練習要求
根據加沙停火與美國大選一文作答:
(a) 美國總統大選將於何時舉行?
(b) 美國政府在哪一天提出新的決議文草案?
(c) 在此之前,美國否決了幾次聯合國安全理事會要求停火的決議?

提供短文
加沙停火動員,真的動到拜登的票倉了嗎?|數說 2024 美國大選

民主黨在加沙議題上被逼入困境。

美國將於2024年11月舉行總統大選,如無意外,這次選舉將再一次是拜登和特朗普的對決。今年的美國大選面臨眾多焦點議題,從國內經濟、失業率到墮胎權問題,再到氣候變化、移民政策,以至在國際上如何應對俄烏和巴勒斯坦議題,這些都將深刻影響選舉結果和未來政策走向。「數洞」欄目的「數說2024美國大選」系列,將通過深入分析民調及各種關鍵議題數據,持續關注這場選舉背後的趨勢和可能的影響。請按此訂閱「數洞」欄目。

在三次否決聯合國安全理事會要求停火的決議之後,美國政府在3月21日提出新的決議文草案,終於表態支持停火。草案中雖未「要求」(demand)停火,但首次表示「立即且可持續的停火」是一項「必須發生的事」(imperative),也不再堅持停火必須以人質獲釋為前提,只說兩項目標「彼此相關」(in connection with)。這些轉向雖然無法立即促成停火,但以色列政府勢必將感受到來自美方的壓力。

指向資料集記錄
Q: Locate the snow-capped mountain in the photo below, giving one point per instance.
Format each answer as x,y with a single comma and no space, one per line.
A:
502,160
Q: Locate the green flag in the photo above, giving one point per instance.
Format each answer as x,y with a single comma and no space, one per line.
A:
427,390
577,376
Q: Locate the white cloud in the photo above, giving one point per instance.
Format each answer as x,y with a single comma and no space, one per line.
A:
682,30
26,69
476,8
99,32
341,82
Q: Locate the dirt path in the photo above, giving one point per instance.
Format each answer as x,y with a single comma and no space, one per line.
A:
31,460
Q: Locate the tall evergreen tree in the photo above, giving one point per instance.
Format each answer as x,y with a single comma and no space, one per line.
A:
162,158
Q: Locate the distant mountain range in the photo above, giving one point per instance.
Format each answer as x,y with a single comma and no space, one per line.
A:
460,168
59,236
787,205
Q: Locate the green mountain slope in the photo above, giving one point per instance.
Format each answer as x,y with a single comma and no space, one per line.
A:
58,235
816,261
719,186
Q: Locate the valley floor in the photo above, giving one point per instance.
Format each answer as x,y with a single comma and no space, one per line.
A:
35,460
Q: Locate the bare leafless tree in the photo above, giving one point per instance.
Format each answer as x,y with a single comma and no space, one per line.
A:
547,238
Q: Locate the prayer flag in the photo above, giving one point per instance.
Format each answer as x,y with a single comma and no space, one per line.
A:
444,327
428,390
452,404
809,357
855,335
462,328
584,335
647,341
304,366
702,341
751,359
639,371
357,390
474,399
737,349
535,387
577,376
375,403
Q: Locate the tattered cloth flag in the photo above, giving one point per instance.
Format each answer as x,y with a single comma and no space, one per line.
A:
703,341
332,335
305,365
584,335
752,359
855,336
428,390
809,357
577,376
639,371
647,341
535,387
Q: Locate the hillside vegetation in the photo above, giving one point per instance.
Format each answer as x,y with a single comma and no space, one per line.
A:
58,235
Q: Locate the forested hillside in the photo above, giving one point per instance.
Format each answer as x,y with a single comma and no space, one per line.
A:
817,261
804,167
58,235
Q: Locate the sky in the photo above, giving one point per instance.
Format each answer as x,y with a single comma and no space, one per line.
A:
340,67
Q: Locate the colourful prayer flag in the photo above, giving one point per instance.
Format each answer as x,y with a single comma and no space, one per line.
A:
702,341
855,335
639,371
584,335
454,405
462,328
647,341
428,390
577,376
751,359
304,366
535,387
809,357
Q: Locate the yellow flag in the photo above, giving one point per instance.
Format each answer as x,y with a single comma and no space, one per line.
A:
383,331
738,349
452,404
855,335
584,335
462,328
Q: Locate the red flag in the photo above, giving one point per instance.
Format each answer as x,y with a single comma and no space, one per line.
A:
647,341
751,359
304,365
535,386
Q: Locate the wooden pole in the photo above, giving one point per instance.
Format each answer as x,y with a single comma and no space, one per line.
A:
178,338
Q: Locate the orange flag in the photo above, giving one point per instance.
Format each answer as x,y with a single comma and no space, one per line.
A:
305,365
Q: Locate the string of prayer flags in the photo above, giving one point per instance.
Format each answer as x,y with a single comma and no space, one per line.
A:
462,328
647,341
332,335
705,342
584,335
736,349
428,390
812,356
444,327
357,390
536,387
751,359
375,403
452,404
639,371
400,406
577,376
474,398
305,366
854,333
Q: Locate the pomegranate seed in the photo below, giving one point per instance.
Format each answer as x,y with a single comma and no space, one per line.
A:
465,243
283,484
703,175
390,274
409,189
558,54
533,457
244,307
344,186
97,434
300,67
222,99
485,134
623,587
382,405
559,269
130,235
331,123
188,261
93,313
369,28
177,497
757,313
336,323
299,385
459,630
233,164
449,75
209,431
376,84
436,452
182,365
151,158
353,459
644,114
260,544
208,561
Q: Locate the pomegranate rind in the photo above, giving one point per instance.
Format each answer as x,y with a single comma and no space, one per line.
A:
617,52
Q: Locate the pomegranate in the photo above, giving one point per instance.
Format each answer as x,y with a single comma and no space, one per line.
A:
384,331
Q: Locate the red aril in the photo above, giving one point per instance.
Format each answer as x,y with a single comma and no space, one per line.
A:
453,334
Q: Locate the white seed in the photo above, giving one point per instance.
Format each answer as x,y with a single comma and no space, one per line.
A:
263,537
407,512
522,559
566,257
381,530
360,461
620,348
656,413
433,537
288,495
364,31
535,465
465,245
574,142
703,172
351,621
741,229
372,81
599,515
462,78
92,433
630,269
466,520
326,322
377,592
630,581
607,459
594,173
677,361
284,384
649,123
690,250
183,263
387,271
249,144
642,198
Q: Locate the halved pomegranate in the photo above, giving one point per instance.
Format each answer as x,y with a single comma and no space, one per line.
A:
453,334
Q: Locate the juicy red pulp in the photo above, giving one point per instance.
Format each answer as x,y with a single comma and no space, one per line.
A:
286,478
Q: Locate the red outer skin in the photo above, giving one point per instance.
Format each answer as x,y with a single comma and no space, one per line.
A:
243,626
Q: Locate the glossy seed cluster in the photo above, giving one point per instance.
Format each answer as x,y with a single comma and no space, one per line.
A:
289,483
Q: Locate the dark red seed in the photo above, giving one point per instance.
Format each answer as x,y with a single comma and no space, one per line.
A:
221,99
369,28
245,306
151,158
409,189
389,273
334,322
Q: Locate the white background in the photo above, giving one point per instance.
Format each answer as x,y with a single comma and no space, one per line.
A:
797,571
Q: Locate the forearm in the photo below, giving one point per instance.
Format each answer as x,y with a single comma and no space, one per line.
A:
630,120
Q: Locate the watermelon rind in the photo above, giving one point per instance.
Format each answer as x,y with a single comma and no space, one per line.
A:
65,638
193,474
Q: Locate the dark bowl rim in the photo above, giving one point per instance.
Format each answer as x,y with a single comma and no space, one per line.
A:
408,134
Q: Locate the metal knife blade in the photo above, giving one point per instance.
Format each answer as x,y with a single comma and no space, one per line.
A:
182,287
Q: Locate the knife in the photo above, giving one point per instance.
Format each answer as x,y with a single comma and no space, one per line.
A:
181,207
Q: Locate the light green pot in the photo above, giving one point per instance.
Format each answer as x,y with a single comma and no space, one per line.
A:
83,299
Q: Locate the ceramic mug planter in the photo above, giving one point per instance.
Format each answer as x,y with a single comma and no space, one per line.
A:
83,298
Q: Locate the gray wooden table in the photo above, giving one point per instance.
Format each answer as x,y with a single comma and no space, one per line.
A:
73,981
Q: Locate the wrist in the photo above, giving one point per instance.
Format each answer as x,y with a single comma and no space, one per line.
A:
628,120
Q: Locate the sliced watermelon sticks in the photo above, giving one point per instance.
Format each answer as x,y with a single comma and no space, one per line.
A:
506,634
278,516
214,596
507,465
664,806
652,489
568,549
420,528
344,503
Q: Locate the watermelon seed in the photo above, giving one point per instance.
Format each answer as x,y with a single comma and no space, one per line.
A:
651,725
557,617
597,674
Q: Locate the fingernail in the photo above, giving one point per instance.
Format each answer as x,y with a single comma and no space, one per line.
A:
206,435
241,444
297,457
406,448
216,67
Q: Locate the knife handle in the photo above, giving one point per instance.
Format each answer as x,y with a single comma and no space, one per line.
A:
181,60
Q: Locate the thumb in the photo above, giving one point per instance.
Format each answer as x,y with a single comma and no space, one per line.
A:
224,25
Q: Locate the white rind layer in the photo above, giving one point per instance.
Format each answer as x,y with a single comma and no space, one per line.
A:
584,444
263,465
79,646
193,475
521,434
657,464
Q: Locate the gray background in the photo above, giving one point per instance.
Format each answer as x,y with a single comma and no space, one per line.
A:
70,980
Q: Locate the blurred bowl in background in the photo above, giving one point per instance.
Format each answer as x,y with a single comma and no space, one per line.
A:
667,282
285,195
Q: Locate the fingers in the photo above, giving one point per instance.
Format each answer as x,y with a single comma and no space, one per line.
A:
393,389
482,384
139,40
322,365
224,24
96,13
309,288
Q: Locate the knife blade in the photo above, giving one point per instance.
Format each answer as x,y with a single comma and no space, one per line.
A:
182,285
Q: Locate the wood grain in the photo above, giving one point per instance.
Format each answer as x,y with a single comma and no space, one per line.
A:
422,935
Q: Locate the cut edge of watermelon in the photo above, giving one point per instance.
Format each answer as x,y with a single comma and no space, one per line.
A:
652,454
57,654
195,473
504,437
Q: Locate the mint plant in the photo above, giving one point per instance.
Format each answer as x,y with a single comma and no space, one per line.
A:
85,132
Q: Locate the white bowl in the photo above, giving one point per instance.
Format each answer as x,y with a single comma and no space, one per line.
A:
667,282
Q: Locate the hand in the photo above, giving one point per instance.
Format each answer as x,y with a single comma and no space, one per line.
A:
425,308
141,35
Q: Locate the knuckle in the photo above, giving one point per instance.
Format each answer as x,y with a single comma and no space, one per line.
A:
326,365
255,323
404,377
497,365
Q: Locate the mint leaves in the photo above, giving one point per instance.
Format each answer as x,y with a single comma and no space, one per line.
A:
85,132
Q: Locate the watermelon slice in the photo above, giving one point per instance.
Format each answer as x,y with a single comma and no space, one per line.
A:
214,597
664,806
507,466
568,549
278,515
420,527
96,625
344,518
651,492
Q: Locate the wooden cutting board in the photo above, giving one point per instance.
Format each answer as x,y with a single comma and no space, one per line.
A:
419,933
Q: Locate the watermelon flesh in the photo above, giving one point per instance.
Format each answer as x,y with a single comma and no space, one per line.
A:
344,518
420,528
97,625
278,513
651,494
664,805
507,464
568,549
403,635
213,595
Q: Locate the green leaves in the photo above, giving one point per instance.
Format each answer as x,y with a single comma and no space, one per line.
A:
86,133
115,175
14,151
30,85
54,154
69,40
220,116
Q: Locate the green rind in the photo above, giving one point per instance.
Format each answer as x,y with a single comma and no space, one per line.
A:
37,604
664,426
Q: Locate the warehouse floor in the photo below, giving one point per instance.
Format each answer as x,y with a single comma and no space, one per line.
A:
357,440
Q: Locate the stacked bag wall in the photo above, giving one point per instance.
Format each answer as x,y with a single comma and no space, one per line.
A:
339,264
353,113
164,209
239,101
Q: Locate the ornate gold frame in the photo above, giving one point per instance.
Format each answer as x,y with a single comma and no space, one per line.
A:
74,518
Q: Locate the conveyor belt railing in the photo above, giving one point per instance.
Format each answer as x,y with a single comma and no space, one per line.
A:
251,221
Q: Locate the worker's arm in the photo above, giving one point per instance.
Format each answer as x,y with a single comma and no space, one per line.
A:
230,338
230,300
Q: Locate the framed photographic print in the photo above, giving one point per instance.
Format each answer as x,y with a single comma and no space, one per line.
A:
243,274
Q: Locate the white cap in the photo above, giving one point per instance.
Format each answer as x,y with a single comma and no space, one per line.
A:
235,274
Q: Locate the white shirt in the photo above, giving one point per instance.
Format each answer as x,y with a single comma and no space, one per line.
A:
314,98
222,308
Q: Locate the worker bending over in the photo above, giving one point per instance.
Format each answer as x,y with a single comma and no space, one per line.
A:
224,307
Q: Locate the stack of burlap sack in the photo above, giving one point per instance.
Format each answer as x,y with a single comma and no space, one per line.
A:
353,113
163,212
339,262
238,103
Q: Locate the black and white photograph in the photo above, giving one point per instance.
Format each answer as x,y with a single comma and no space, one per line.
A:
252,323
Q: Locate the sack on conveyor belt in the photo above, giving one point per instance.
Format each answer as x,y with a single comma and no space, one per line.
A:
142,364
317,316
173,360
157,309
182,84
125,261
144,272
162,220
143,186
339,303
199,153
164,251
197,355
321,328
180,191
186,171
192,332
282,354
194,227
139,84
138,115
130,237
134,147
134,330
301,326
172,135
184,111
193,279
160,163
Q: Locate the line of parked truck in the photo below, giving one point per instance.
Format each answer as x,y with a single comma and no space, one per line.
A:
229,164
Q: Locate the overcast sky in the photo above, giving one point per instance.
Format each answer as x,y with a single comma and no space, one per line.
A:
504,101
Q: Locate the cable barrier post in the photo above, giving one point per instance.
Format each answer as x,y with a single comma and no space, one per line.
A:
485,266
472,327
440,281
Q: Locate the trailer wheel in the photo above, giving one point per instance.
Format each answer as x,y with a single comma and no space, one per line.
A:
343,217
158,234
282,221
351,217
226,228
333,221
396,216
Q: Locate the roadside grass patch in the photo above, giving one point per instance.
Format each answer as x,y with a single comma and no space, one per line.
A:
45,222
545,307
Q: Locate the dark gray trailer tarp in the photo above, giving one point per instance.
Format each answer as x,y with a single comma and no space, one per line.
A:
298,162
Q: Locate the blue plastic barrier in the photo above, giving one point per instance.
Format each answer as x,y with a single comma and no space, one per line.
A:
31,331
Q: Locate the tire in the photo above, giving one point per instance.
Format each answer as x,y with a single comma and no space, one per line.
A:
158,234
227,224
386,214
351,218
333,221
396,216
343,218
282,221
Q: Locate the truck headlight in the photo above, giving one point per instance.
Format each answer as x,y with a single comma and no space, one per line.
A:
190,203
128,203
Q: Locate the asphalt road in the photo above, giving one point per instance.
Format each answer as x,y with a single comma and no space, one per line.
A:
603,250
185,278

本題輸出
(a) 2024年11月。
(b) 3月21日。
(c) 三次。